● GIVEN TASK
Each line that follows should be printed again exactly as it stands.

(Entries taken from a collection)
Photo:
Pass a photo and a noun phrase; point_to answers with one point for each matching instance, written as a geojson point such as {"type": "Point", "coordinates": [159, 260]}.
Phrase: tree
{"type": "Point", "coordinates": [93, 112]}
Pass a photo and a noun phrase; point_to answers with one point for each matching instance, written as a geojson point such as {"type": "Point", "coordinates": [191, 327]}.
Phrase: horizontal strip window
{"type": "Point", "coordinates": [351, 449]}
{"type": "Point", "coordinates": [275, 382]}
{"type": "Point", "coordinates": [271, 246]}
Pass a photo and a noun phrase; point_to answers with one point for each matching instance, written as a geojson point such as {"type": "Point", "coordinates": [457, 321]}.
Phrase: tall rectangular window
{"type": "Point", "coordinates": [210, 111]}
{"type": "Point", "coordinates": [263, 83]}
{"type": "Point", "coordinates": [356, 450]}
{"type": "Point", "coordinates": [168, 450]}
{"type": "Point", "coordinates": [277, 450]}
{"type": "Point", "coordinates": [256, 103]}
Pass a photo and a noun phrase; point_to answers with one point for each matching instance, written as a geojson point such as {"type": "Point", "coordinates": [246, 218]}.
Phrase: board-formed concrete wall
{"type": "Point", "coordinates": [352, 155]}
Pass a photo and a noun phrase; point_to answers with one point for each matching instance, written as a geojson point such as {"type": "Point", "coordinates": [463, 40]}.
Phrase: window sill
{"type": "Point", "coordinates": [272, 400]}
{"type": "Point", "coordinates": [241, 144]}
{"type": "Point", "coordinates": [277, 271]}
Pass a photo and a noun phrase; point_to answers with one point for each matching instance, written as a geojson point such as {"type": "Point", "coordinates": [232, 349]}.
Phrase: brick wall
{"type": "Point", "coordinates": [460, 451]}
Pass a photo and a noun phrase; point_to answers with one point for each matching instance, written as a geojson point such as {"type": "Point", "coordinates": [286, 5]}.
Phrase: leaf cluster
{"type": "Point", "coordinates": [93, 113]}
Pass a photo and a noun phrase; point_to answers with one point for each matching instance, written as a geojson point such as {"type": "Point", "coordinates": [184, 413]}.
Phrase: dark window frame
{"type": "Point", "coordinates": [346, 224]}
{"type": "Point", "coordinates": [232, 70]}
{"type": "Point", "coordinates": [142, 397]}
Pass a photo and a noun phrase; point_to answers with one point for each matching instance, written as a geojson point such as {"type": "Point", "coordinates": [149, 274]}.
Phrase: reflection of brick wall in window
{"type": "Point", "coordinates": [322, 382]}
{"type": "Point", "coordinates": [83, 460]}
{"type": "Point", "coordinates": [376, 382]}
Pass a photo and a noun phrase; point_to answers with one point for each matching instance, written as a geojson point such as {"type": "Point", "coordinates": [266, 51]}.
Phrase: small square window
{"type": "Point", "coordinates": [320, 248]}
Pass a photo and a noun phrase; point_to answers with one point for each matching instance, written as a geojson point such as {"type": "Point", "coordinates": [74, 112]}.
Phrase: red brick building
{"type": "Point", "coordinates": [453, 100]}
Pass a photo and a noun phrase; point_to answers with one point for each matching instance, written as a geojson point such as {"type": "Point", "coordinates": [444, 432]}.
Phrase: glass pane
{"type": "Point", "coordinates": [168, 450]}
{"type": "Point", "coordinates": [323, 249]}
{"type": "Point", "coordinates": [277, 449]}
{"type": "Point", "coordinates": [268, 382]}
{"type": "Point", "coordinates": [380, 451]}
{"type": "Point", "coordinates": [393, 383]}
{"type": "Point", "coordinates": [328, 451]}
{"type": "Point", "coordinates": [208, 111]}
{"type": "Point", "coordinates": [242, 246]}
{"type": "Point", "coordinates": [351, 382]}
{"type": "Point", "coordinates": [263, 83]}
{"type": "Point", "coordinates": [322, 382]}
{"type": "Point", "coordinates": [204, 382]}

● THE OUTPUT
Photo:
Pass a photo and a noun phrase; point_to answers with one point for each matching instance, written as a geojson point such as {"type": "Point", "coordinates": [159, 260]}.
Phrase: tree
{"type": "Point", "coordinates": [93, 112]}
Pass a photo and a noun phrase; point_to answers with one point for each matching instance, written as a geojson point such as {"type": "Point", "coordinates": [191, 327]}.
Phrase: horizontal strip window
{"type": "Point", "coordinates": [351, 449]}
{"type": "Point", "coordinates": [275, 382]}
{"type": "Point", "coordinates": [271, 246]}
Pass a photo and a noun phrase; point_to answers with one point for each matching instance, written as a geojson point such as {"type": "Point", "coordinates": [457, 321]}.
Phrase: tall rectangular window
{"type": "Point", "coordinates": [210, 111]}
{"type": "Point", "coordinates": [263, 83]}
{"type": "Point", "coordinates": [356, 450]}
{"type": "Point", "coordinates": [168, 450]}
{"type": "Point", "coordinates": [277, 450]}
{"type": "Point", "coordinates": [256, 103]}
Pass a photo and a noun phrase; point_to answers with one point for each matching instance, written as a geojson point such as {"type": "Point", "coordinates": [246, 218]}.
Phrase: board-formed concrete wall
{"type": "Point", "coordinates": [352, 155]}
Pass a photo and a noun phrase; point_to answers with one point for each matching instance, written as a geojson point such as {"type": "Point", "coordinates": [463, 40]}.
Phrase: window sill
{"type": "Point", "coordinates": [272, 400]}
{"type": "Point", "coordinates": [241, 144]}
{"type": "Point", "coordinates": [277, 271]}
Pass a photo and a noun phrase; point_to answers with one point for each matching instance, written as a geojson point such as {"type": "Point", "coordinates": [232, 349]}.
Phrase: brick wall
{"type": "Point", "coordinates": [460, 451]}
Pass a photo and a noun phrase; point_to answers with one point for each matching instance, written as a geojson point such as {"type": "Point", "coordinates": [286, 5]}.
Phrase: leaf cluster
{"type": "Point", "coordinates": [93, 113]}
Pass a photo and a noun phrase; point_to answers with one point for each matching instance, written as a geojson point such as {"type": "Point", "coordinates": [184, 413]}.
Phrase: dark window frame
{"type": "Point", "coordinates": [346, 224]}
{"type": "Point", "coordinates": [232, 70]}
{"type": "Point", "coordinates": [142, 397]}
Pass a photo and a noun phrase; point_to answers with one point for each matching instance, written as a geojson point such as {"type": "Point", "coordinates": [149, 274]}.
Phrase: reflection of brick wall in window
{"type": "Point", "coordinates": [322, 382]}
{"type": "Point", "coordinates": [83, 460]}
{"type": "Point", "coordinates": [376, 382]}
Pass a photo and a noun phrase; point_to answers with one point for each matching instance, written as a geojson point such as {"type": "Point", "coordinates": [266, 51]}.
Phrase: small square window
{"type": "Point", "coordinates": [320, 248]}
Pass a photo and a noun phrase; point_to answers with one point for each matching instance, written as a geojson point such as {"type": "Point", "coordinates": [74, 112]}.
Phrase: red brick building
{"type": "Point", "coordinates": [453, 100]}
Pass a photo and a noun phrase; point_to answers with one point for each matching instance, written as a geojson point such as {"type": "Point", "coordinates": [444, 432]}.
Phrase: glass pane
{"type": "Point", "coordinates": [168, 450]}
{"type": "Point", "coordinates": [323, 249]}
{"type": "Point", "coordinates": [277, 449]}
{"type": "Point", "coordinates": [268, 382]}
{"type": "Point", "coordinates": [380, 451]}
{"type": "Point", "coordinates": [393, 383]}
{"type": "Point", "coordinates": [328, 451]}
{"type": "Point", "coordinates": [208, 111]}
{"type": "Point", "coordinates": [242, 246]}
{"type": "Point", "coordinates": [351, 382]}
{"type": "Point", "coordinates": [263, 83]}
{"type": "Point", "coordinates": [322, 382]}
{"type": "Point", "coordinates": [204, 382]}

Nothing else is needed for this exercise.